[Description of the task] Output every line of the data below as a JSON list of strings, one string per line, omitting blank lines and the pictures.
(Data extracts begins)
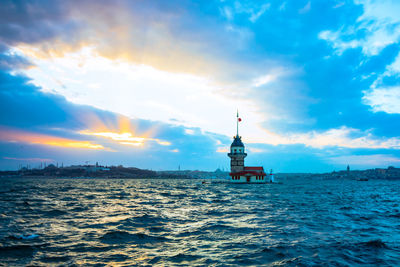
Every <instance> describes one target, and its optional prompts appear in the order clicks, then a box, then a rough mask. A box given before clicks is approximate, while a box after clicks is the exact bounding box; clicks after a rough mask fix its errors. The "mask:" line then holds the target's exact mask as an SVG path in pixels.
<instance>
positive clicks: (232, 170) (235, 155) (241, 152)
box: [228, 112, 247, 172]
mask: <svg viewBox="0 0 400 267" xmlns="http://www.w3.org/2000/svg"><path fill="white" fill-rule="evenodd" d="M240 121H241V119H240V118H239V112H237V114H236V136H234V137H233V142H232V144H231V151H230V153H228V157H230V158H231V172H240V171H243V170H244V158H245V157H246V156H247V154H246V153H244V145H243V143H242V137H241V136H239V122H240Z"/></svg>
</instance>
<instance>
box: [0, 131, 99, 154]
mask: <svg viewBox="0 0 400 267" xmlns="http://www.w3.org/2000/svg"><path fill="white" fill-rule="evenodd" d="M0 140H1V141H7V142H22V143H29V144H38V145H47V146H58V147H64V148H82V149H105V147H104V146H102V145H100V144H95V143H92V142H90V141H81V140H73V139H68V138H61V137H56V136H51V135H46V134H38V133H32V132H28V131H21V130H12V129H4V128H1V129H0Z"/></svg>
(Data extracts ends)
[Response to this task]
[
  "Every <instance> describes one target, and its optional prompts appear in the order clicks, then a box, then a rough mask. A box given before clicks is approximate, while a box after clicks is the exact bounding box; clicks after a rough mask fix its errors. The \"mask:\" line then holds the target's exact mask as an SVG path in pixels.",
  "<instance>",
  "positive clicks: (232, 170) (235, 155) (241, 152)",
  "box: [228, 112, 247, 172]",
  "mask: <svg viewBox=\"0 0 400 267\" xmlns=\"http://www.w3.org/2000/svg\"><path fill=\"white\" fill-rule=\"evenodd\" d=\"M240 121H241V119H240V118H239V112H237V114H236V136H234V137H233V142H232V144H231V151H230V153H228V157H230V158H231V172H240V171H243V170H244V158H245V157H246V156H247V154H246V153H244V145H243V143H242V137H241V136H239V122H240Z\"/></svg>",
  "</instance>",
  "<instance>",
  "box: [0, 131, 99, 154]",
  "mask: <svg viewBox=\"0 0 400 267\" xmlns=\"http://www.w3.org/2000/svg\"><path fill=\"white\" fill-rule=\"evenodd\" d=\"M0 140H1V141H7V142H22V143H29V144H38V145H47V146H58V147H64V148H82V149H105V147H104V146H102V145H100V144H95V143H92V142H90V141H81V140H73V139H68V138H61V137H56V136H51V135H46V134H38V133H32V132H28V131H21V130H12V129H4V128H1V129H0Z\"/></svg>"
]